O que fazer →
1. Transcreva, sem mudar nada, a passagem do trecho da entrevista que vai de "Outra, leiam, esta" até "não estou cá.".
2. Indique se cada afirmação concorda com o trecho da entrevista, respondendo sim ou não e citando as palavras exatas do trecho que decidem: (a) Em 1959-1960, quem fala estava no liceu no Huambo. (b) O pai disparou contra o milhafre antes de ele fugir. (c) Os parentes da mãe aceitaram que o tiro tinha sido um acidente.

Trecho do documento →
Outra, leiam, esta geração não lê e os que leem “temos que saber o que é que leem” e a Marinela tem razão a história de Angola tem que ser escrita por nós, então se não leem, oiçam os vossos velhos, gravem o que eles dizem porque amanhã eu já não estou cá.

Tem partilhado memórias da tradição oral da sua família sobre a escravatura angolana, pode falar sobre isso?

Factos sobre a escravatura africana

Esta é uma pergunta muito inteligente, a escravatura sempre aconteceu, lembro-me que em 1959-1960 aconteceu um episódio em minha casa, eu estava no liceu no Huambo, os meus primos regressaram da igreja e encontraram a arma do meu pai meu pai que estava para matar um milhafre e este fugiu antes do meu pai disparar. O meu pai encostou a arma num canto e os meus primos e os meus irmãos começaram a brincar com a arma. O meu irmão deu um tiro ao meu primo Luís e na gíria cresceram como o Luis caçado e o Luis caçador.  Os parentes da minha mãe vieram em cima do meu pai “isto não foi nada acidente, ele preparou os filhos para matar o Luís”.

Dados fornecidos →
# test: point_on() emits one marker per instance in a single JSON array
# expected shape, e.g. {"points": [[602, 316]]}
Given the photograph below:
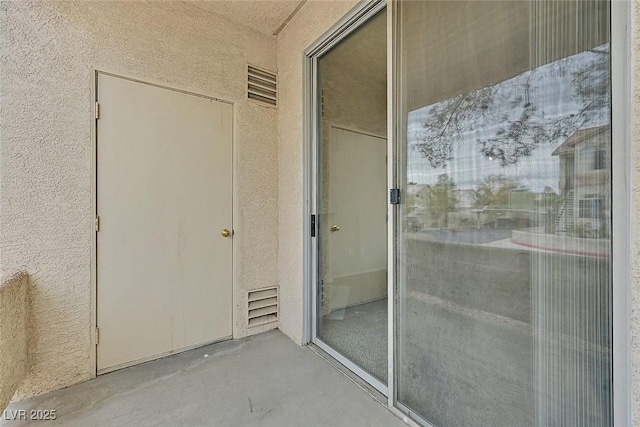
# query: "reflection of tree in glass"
{"points": [[515, 113], [440, 198]]}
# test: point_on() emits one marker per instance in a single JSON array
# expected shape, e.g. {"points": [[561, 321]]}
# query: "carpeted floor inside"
{"points": [[360, 334]]}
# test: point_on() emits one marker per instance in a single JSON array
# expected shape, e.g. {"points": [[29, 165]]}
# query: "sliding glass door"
{"points": [[503, 313], [351, 201]]}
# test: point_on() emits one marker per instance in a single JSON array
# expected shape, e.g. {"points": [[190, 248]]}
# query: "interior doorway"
{"points": [[164, 241], [350, 296]]}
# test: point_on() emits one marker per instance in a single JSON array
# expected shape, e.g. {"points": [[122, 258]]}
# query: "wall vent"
{"points": [[263, 306], [262, 86]]}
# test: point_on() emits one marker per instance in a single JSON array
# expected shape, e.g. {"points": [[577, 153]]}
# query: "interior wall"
{"points": [[46, 222], [313, 19]]}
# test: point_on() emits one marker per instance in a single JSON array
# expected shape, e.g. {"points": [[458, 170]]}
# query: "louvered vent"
{"points": [[263, 306], [262, 86]]}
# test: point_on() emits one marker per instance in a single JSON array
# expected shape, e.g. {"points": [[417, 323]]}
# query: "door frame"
{"points": [[358, 16], [95, 73], [621, 78]]}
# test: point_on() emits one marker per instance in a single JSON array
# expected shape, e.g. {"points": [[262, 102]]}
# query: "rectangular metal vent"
{"points": [[263, 306], [262, 86]]}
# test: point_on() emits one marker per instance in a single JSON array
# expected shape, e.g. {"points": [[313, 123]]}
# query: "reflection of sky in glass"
{"points": [[554, 95]]}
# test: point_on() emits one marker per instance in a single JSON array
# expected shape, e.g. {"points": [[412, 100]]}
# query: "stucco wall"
{"points": [[46, 222], [635, 196], [14, 309], [313, 19]]}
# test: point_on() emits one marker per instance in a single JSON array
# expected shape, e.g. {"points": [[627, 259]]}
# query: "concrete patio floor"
{"points": [[263, 380]]}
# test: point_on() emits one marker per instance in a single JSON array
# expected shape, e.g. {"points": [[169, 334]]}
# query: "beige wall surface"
{"points": [[46, 222], [313, 19], [13, 333], [635, 197], [308, 25]]}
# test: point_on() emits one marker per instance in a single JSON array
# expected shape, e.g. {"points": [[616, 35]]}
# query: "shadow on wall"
{"points": [[14, 305]]}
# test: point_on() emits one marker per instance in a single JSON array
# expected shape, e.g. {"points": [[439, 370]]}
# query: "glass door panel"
{"points": [[351, 301], [504, 304]]}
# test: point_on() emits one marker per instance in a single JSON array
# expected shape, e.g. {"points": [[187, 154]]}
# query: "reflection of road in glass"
{"points": [[469, 236]]}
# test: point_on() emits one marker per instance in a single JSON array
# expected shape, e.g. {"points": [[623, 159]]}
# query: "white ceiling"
{"points": [[266, 16]]}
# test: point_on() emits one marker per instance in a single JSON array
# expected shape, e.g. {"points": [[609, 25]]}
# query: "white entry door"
{"points": [[164, 195], [355, 230]]}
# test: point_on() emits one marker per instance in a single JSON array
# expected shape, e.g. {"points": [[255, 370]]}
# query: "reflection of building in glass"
{"points": [[584, 183]]}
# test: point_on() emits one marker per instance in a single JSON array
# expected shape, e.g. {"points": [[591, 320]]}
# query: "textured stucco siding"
{"points": [[46, 222], [14, 309], [635, 211], [313, 19]]}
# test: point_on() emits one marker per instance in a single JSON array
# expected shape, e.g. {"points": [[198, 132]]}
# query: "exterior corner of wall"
{"points": [[14, 315], [635, 200]]}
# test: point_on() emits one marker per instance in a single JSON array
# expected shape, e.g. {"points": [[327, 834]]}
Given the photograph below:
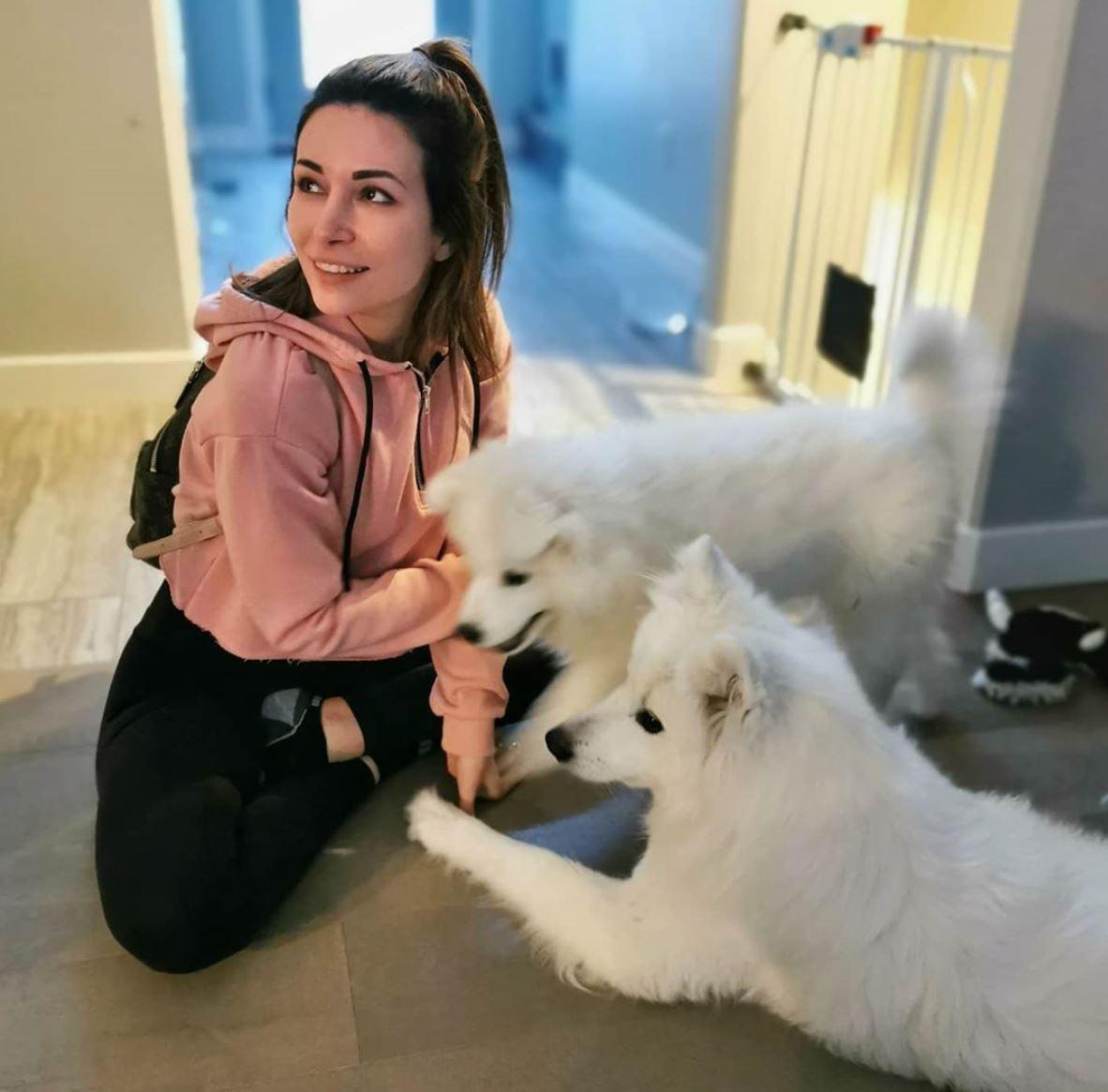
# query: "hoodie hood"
{"points": [[229, 313]]}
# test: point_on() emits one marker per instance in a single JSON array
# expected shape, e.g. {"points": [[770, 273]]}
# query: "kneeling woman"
{"points": [[292, 661]]}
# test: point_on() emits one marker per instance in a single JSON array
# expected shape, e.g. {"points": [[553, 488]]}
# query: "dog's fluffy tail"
{"points": [[945, 367]]}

Respostas do exercício →
1.
Outra, leiam, esta geração não lê e os que leem “temos que saber o que é que leem” e a Marinela tem razão a história de Angola tem que ser escrita por nós, então se não leem, oiçam os vossos velhos, gravem o que eles dizem porque amanhã eu já não estou cá.

2.
(a) Sim: "em 1959-1960 aconteceu um episódio em minha casa, eu estava no liceu no Huambo".
(b) Não: "este fugiu antes do meu pai disparar".
(c) Não: "isto não foi nada acidente, ele preparou os filhos para matar o Luís".